Extract each of the lines below word for word, leaving every character unchanged.

● Data supplied:
____________

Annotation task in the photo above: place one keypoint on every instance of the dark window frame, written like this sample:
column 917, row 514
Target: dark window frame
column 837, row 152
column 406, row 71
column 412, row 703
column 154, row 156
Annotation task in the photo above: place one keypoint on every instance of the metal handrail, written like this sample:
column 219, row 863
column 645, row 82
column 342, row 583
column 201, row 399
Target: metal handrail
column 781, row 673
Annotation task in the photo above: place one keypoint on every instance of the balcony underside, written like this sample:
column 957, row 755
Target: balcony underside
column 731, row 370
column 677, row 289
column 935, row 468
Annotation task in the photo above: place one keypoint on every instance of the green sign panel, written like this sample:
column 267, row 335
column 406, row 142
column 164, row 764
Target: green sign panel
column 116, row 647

____________

● Answer to this task:
Annotation task in the photo above: place one keypoint on every instance of the dark window frame, written like this sample:
column 917, row 514
Target: dark window frame
column 837, row 152
column 406, row 71
column 412, row 703
column 154, row 156
Annotation task in the photo above: place one keypoint on every instance of the metal handrail, written like this sample:
column 219, row 863
column 645, row 82
column 342, row 583
column 201, row 399
Target: metal handrail
column 781, row 673
Annotation task in the photo above: place one keypoint on every instance of the balcony underside, written like this sample:
column 957, row 755
Target: balcony underside
column 731, row 370
column 677, row 289
column 935, row 468
Annotation task in the photo above: place one keypoint on every instance of the green sign panel, written like this sample:
column 267, row 335
column 406, row 142
column 164, row 764
Target: green sign panel
column 116, row 647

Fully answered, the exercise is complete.